▶ _SHORT EXERCISE_:
Copy out the material below word for word, keeping every line unchanged.
-- begin EXTRACTED DATA --
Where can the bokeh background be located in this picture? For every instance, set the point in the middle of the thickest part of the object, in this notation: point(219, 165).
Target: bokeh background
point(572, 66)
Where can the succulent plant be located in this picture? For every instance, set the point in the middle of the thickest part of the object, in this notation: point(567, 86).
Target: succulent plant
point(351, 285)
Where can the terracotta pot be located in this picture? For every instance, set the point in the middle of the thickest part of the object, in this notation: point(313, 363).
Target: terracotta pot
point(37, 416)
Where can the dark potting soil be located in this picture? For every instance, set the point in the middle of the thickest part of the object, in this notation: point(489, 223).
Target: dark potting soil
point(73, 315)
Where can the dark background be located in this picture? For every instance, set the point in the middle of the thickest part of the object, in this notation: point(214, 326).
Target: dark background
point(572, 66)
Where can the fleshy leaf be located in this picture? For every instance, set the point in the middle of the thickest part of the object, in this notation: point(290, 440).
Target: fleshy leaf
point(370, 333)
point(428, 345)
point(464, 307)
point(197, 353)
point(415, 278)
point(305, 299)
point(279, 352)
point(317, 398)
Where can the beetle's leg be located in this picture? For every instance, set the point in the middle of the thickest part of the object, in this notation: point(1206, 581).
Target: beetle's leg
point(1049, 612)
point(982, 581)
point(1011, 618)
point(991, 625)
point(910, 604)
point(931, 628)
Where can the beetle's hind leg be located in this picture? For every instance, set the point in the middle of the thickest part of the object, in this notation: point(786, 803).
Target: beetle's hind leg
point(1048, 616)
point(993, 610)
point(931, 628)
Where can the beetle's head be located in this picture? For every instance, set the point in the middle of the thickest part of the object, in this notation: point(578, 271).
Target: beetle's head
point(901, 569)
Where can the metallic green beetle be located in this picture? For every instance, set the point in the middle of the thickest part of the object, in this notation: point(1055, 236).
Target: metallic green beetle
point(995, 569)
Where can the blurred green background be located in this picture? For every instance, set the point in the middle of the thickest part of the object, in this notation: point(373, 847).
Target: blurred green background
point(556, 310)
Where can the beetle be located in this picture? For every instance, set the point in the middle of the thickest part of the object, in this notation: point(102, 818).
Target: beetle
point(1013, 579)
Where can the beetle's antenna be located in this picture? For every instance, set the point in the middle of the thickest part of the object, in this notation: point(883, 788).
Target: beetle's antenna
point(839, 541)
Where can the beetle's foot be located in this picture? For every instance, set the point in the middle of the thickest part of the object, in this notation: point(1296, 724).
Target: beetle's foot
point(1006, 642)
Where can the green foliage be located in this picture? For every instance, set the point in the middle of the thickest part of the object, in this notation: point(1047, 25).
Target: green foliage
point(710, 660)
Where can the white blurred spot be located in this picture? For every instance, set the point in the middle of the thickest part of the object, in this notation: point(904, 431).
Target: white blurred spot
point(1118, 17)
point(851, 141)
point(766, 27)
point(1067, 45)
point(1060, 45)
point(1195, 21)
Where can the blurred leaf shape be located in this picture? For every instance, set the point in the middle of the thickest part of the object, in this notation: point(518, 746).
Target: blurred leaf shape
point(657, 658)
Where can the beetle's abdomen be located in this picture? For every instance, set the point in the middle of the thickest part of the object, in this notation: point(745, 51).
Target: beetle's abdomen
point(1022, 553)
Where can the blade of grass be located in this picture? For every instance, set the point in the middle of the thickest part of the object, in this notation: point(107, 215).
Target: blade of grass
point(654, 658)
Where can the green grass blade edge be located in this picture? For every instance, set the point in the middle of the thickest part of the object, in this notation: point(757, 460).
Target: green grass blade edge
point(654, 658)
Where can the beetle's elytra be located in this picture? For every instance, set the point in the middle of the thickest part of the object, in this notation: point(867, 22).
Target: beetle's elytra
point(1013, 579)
-- end EXTRACTED DATA --
▶ _RESPONSE_:
Where can the bokeh background be located in this picture? For every instance, set the point in the middle of the thickest part of the object, in this notation: point(219, 165).
Target: bokeh background
point(572, 66)
Where can the succulent plant be located in this picture? For every instance, set the point in the middle of the thickest part of the object, in this notation: point(567, 86).
Target: succulent plant
point(351, 285)
Where can the terracotta pot be located in this picture? For every instance, set the point in the middle of the thickest part of the object, in this notation: point(313, 363).
Target: terracotta pot
point(37, 416)
Where can the dark potting soil be located in this picture? For every instance, set the point in the middle of the thickest part of the object, in this notation: point(489, 223).
Target: dark potting soil
point(73, 315)
Where can the dark background be located in this picture? For every instance, set the point in the middle of the thickest part of the object, in this notation: point(214, 326).
Target: dark background
point(572, 66)
Where can the fleshy leaf be located in this picture? For every instance, set the point in the middle of the thickest part of the object, in this notation: point(290, 440).
Target: fleshy leaf
point(370, 333)
point(428, 345)
point(464, 307)
point(197, 353)
point(415, 278)
point(305, 299)
point(279, 352)
point(317, 398)
Where can the beetle's leg be located in this picture? For every instance, set the point in the middle of the thickest part of the object, in this notation: point(1206, 581).
Target: beetle's leg
point(1049, 612)
point(982, 581)
point(1011, 618)
point(991, 625)
point(910, 604)
point(931, 628)
Where can the beetle's hind leg be located in this picture? For every instance, set the point in the middle of the thickest part of the object, in this notation: point(786, 803).
Target: beetle's hind leg
point(1048, 616)
point(993, 610)
point(931, 628)
Where can the beetle's head be located in this picture? For every instance, set the point in the middle of the thickest part of the object, in this notation: point(578, 271).
Target: beetle's head
point(901, 569)
Where can the metallic green beetle be located in this picture? For every instance, set the point in the middle of the thickest part of the object, in this notation: point(1055, 236).
Target: metallic green beetle
point(995, 569)
Where can the blurred green background be located in this picture? For every instance, set the point in the middle of the thickest part of the object, in this notation: point(373, 847).
Target: blurred green background
point(556, 310)
Where can the beetle be located in this picture? For every instance, set the point in the middle of the thickest part of the object, in this notation: point(102, 818).
Target: beetle
point(1013, 579)
Where can the beetle's antenna be located in this picture? For every instance, set the point in the middle of the thickest part of the object, in this notation: point(883, 788).
Target: beetle's antenna
point(839, 541)
Where can the beetle's foot be located in this picture? For every instance, set the point in the middle of the thickest part of the object, in this notation: point(1296, 724).
Target: beetle's foot
point(1006, 642)
Where can the green foliage be located in this picture? For every instance, set the point in the middle of the thickest part of the object, in this notation: point(1047, 25).
Target: green foliage
point(710, 660)
Where can the white blurred spot be located in this picture? For every instance, set the point in the middle of the thickest part of the object, in this notation: point(904, 431).
Target: white blurred spot
point(1118, 17)
point(851, 141)
point(766, 27)
point(1067, 45)
point(1060, 45)
point(1195, 21)
Where can the blurred leaf shape be located in this picture? For every instance, set the point in the middle of the thickest part of the object, in this notation: point(518, 746).
Target: blurred leaf shape
point(657, 658)
Where can the beetle's abdomen be located in this picture? For every instance, set the point in the middle of the thickest part of the object, in this notation: point(745, 51).
Target: beetle's abdomen
point(1022, 553)
Where can the blade of grass be located in this picture? For every instance, set the point in the middle of the thickest part of the object, in this notation: point(107, 215).
Target: blade of grass
point(654, 658)
Where can the green grass blade edge be located in this picture? For every instance, set the point in the middle of the thickest part of the object, in this notation: point(757, 460).
Target: green grass blade edge
point(654, 658)
Where can the beetle's elytra be located in this picture? For every instance, set the point in the middle of the thickest part of the object, in this notation: point(867, 22).
Target: beetle's elytra
point(1013, 579)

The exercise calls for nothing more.